(Problem): Tally the lines below that contain the word "foam", and reply with that number alone.

(Input rows):

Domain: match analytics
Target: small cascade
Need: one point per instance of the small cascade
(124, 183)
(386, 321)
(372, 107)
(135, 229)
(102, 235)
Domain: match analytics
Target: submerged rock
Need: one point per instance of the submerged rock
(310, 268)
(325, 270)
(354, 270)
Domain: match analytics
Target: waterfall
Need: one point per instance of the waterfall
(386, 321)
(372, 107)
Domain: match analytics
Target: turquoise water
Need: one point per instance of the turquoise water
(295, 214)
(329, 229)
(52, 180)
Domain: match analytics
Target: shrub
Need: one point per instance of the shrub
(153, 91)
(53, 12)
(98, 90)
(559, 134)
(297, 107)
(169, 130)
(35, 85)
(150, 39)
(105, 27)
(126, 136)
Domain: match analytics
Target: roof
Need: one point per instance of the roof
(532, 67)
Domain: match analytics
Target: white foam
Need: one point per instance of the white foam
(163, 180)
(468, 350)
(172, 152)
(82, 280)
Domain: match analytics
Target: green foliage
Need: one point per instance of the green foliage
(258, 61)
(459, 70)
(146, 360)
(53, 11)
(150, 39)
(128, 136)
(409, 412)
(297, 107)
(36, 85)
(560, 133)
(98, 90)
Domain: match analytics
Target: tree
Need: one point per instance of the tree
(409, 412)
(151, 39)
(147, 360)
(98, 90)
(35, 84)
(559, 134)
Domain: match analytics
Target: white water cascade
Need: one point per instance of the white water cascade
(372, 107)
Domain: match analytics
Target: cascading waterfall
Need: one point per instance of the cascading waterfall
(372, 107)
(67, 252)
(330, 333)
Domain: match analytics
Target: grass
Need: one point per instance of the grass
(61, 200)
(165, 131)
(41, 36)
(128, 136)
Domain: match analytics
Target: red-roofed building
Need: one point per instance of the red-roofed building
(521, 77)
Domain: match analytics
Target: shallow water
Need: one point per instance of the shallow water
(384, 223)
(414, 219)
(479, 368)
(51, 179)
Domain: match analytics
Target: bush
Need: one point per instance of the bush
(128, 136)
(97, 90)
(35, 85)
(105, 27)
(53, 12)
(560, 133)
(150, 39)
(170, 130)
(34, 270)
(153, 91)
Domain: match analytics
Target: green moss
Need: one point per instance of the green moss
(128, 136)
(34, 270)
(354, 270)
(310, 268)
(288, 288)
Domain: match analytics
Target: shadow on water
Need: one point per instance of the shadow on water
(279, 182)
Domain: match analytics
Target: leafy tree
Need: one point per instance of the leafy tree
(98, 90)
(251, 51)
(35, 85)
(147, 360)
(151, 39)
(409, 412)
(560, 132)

(The output): 2